YOUR INSTRUCTIONS
Every record should be restated exactly, with no images included.

START SUPPLIED MATERIAL

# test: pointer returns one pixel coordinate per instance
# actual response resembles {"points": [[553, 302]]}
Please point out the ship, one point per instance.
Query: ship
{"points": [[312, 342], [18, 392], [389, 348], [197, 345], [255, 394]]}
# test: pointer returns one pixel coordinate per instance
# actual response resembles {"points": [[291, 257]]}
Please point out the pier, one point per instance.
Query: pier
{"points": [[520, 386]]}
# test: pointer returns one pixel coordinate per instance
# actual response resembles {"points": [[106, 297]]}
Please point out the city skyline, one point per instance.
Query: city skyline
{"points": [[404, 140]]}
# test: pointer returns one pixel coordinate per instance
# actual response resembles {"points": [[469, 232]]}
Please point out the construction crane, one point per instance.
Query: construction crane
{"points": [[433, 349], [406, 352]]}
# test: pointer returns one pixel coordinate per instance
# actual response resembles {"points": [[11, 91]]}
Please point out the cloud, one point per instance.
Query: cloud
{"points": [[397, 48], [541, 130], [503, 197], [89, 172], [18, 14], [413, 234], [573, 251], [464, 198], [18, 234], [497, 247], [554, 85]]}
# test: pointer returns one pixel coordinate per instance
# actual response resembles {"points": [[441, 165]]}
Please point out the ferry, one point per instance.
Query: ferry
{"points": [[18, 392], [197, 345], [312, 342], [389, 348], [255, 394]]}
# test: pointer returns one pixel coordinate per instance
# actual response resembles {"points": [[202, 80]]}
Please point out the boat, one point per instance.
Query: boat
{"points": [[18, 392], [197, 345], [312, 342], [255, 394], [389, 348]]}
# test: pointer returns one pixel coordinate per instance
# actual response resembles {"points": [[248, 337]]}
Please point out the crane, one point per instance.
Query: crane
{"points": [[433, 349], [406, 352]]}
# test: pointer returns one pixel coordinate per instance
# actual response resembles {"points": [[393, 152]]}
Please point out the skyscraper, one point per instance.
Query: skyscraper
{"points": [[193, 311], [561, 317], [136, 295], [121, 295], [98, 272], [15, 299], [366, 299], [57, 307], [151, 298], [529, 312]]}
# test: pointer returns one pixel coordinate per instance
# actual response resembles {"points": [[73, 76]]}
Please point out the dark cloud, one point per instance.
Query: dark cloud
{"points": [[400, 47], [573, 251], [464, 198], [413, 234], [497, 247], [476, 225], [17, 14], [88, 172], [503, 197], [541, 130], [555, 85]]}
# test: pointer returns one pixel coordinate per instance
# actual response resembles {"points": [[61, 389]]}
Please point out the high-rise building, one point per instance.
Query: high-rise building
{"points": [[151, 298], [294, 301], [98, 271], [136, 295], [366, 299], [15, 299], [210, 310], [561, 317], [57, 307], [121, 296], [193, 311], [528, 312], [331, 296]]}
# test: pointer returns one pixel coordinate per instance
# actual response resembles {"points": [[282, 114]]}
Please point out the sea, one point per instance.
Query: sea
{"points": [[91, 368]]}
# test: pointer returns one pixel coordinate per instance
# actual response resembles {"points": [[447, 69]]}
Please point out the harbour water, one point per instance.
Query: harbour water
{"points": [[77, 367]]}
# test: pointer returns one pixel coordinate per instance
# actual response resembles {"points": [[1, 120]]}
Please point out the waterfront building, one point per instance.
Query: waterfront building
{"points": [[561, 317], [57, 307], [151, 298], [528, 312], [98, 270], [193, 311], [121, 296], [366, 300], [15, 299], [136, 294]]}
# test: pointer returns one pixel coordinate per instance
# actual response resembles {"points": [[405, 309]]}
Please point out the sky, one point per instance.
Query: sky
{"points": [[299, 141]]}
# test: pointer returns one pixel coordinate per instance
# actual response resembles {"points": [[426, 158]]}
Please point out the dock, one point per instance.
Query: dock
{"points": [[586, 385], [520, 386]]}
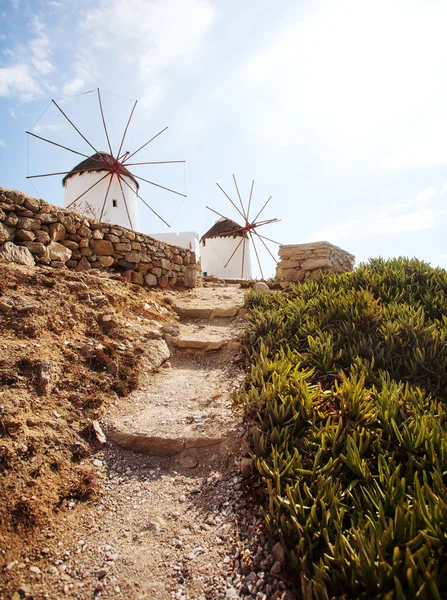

END SUPPLIED MATERIAL

EXERCISE OUTPUT
# test: pointer returns one pixel coordinate per instance
# actual response resembles {"points": [[553, 302]]}
Please point out the ship, one point per instance.
Query: ship
{"points": [[312, 342], [18, 392], [389, 348], [197, 345], [255, 394]]}
# test: pointer returns one pixel coordinate per instance
# actual response resembles {"points": [[291, 257]]}
Please point out the pier, one point per instance.
Query: pier
{"points": [[520, 386]]}
# test: pointer returns one pixel coordinate per instance
# actual response resembles {"points": [[106, 297]]}
Please point out the city skyline, one point per instance.
Query: city skyline
{"points": [[404, 140]]}
# test: pointer returns one pixel coordinate per instance
# actual response resembles {"points": [[469, 232]]}
Please point out the construction crane, one point per instance.
Query: construction crane
{"points": [[433, 349], [406, 352]]}
# test: pointer returns one pixel coordinate per instance
# actual response resembles {"points": [[11, 91]]}
Please point out the cloud, one point per instance.
Query: cloud
{"points": [[397, 48], [541, 130], [503, 197], [89, 172], [18, 14], [413, 234], [573, 251], [464, 198], [18, 234], [497, 247], [554, 85]]}
# test: pointer returns one pixel coordinate per instance
# actual response resembles {"points": [[441, 165]]}
Please point out the ferry, one point per instance.
Query: ferry
{"points": [[18, 392], [197, 345], [312, 342], [389, 348], [255, 394]]}
# test: pointer returns one pixel coordinate per instance
# actual response resembles {"points": [[202, 80]]}
Please point out the boat, one point per instance.
Query: boat
{"points": [[18, 392], [197, 345], [312, 342], [255, 394], [389, 348]]}
# test: pointer returns one pixel coordinate per instance
# actual response resembles {"points": [[248, 337]]}
Please point out the crane, one point per instance.
Query: crane
{"points": [[433, 349], [406, 352]]}
# test: pointer returns one pixel coordinate per instance
# actual response resembles {"points": [[393, 152]]}
Please point out the skyscraper, one point per instance.
Query: skyscraper
{"points": [[193, 311], [561, 317], [136, 295], [121, 295], [98, 272], [15, 299], [366, 299], [57, 307], [151, 298], [529, 312]]}
# test: pointer returns one pixel coordinate per instance
# actual response resembles {"points": [[73, 76]]}
Please point out the dark cloud, one point per instance.
Query: dark cloud
{"points": [[400, 47], [573, 251], [464, 198], [413, 234], [497, 247], [476, 225], [17, 14], [88, 172], [503, 197], [541, 130], [555, 85]]}
# test: pointer returns one pixel coordinate per instance
# actual response resembles {"points": [[61, 389]]}
Please point out the high-rise building, one point per instance.
Query: high-rise building
{"points": [[151, 298], [294, 301], [98, 271], [136, 295], [366, 299], [15, 299], [210, 310], [561, 317], [57, 307], [121, 296], [193, 311], [528, 312], [331, 296]]}
# test: pointer returns one pixel coordinate per instance
# actual response resembles {"points": [[282, 114]]}
Please point out the sea, one point per instance.
Query: sea
{"points": [[91, 368]]}
# test: pointer returns one pixel coordinate per instance
# actual response resembles {"points": [[447, 69]]}
Please point out the harbour water, one point per instance.
Query: harbour water
{"points": [[77, 367]]}
# test: pointer returns one pixel coordinate per instance
# actual response resembles {"points": [[1, 120]]}
Please point out the waterfront building, one point per instance.
Query: waterfront building
{"points": [[561, 317], [57, 307], [151, 298], [528, 312], [98, 270], [193, 311], [121, 296], [366, 300], [15, 299], [136, 294]]}
# test: pointer returns one pixel coordinate per instance
# actual response resembles {"points": [[405, 309]]}
Please point out the sky, one point per instance.
Query: sky
{"points": [[299, 141]]}
# test: pointer returns one pixel coordinate per instance
# actual response resembles {"points": [[426, 158]]}
Please point out the dock, one point per instance.
Query: dock
{"points": [[586, 385], [520, 386]]}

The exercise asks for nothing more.